SUPPLIED PASSAGE:
[start]

Knowing Me, Knowing You with Alan Partridge (also known as Knowing Me, Knowing You) is a BBC Television comedy series of six episodes (beginning 16 September 1994), and a Christmas special Knowing Me, Knowing Yule on 29 December 1995. It is named after the song "Knowing Me, Knowing You" by ABBA (the main character's favourite band), a rendition of which was used as the show's title music. Steve Coogan plays the incompetent but self-satisfied Norwich-based talk show host Alan Partridge, who often insults his guests and humiliates himself in the process. Alan was a spin-off character from the spoof radio show On the Hour (which later transferred to TV as The Day Today). Knowing Me, Knowing You was written by Coogan, Armando Iannucci (who produced the radio version) and Patrick Marber (who also starred), with contributions from the regular supporting cast of Doon Mackichan, Rebecca Front and David Schneider, who played Alan's weekly guests. Steve Brown provided the show's music and arrangements, and also appeared as Glenn Ponder, the man in charge of the house band (the name of which changed, without explanation, every episode).

[end]

[Point annotation dataset records]
[start]

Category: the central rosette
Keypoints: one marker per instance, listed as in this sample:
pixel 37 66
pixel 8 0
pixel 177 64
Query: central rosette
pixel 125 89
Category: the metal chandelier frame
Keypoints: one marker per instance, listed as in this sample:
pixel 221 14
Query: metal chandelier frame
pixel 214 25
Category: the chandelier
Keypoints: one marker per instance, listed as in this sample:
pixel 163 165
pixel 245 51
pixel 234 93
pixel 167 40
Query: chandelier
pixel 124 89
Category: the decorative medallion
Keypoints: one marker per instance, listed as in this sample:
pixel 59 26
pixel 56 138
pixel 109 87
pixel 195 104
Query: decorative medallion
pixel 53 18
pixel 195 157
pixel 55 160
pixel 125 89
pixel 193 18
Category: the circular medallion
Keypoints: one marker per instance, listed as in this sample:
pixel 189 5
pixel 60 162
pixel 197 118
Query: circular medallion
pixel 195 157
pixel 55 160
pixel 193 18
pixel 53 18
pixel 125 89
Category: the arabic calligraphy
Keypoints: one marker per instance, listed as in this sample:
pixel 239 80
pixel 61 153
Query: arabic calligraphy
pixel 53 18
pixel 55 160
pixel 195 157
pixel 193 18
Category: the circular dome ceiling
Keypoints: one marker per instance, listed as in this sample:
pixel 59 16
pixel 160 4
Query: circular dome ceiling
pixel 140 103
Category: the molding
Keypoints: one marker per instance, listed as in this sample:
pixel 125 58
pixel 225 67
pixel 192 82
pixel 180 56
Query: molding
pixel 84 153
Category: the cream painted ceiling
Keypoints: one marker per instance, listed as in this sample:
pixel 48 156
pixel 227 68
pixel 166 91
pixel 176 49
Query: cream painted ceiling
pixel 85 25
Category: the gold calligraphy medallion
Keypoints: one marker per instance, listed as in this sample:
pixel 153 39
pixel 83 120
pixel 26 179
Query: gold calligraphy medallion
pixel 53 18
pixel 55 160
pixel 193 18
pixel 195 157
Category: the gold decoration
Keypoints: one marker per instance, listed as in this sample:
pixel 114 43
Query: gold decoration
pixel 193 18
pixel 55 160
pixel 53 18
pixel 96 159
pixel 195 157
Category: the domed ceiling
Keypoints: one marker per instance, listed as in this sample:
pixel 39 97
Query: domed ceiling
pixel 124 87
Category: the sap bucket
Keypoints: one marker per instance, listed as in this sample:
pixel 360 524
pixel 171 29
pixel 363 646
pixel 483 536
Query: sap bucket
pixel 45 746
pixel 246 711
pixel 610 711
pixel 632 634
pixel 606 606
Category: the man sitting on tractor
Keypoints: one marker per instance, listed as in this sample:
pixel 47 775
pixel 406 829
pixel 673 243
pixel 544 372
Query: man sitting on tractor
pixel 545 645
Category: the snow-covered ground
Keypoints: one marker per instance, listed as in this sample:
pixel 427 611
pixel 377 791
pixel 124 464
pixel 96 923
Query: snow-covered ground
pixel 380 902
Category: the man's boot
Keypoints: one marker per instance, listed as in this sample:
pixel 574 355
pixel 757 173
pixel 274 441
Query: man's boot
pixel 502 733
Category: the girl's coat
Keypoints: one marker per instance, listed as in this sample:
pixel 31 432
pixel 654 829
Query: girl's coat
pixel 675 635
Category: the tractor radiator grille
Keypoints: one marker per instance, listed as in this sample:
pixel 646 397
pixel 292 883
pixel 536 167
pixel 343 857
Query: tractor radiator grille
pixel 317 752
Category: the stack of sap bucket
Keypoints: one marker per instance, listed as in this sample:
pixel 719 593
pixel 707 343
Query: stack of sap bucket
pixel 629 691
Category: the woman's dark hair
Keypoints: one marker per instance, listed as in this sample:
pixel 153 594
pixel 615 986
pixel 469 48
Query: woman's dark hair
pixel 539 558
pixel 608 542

[end]

THE TASKS:
**A.** Extract the records from the line containing "Category: the stack of sap bucket" through the final line of the records, reproducing each line unchanged.
**B.** Continue the passage about the comedy series Knowing Me, Knowing You with Alan Partridge from the point where it stops.

ANSWERS IN ORDER:
**A.**
Category: the stack of sap bucket
Keypoints: one marker per instance, listed as in this sample:
pixel 719 593
pixel 707 343
Query: stack of sap bucket
pixel 629 691
Category: the woman's dark hair
Keypoints: one marker per instance, listed as in this sample:
pixel 153 594
pixel 615 986
pixel 469 48
Query: woman's dark hair
pixel 539 558
pixel 608 542

**B.**
Alan went on to appear in two series of the sitcom I'm Alan Partridge, following his life after both his marriage and TV career come to an end, though the latter was subsequently revived. It was generally well received by fans and critics, and was nominated for a BAFTA and a British Comedy Award.

Format 

Knowing Me, Knowing You is a parody of the 80's and 90's UK chat show, such as Wogan and Des O'Connor Tonight.

Reception 

The Austin Chronicle called it "one of the most hilarious satirical comedies in recent memory".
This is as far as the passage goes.